-- Start Data supplied --
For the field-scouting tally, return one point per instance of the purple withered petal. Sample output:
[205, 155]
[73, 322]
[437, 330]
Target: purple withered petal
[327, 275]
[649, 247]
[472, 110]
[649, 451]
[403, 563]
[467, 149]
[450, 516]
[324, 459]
-- End Data supplied --
(Task instructions)
Format every row above as a numbered list, dropping any blank lines.

(Finished answer)
1. For the field-scouting tally, return one point per instance of the purple withered petal. Sample output:
2. [205, 155]
3. [73, 322]
4. [437, 330]
5. Target: purple withered petal
6. [327, 275]
7. [649, 247]
8. [472, 110]
9. [649, 451]
10. [403, 563]
11. [467, 149]
12. [450, 516]
13. [324, 459]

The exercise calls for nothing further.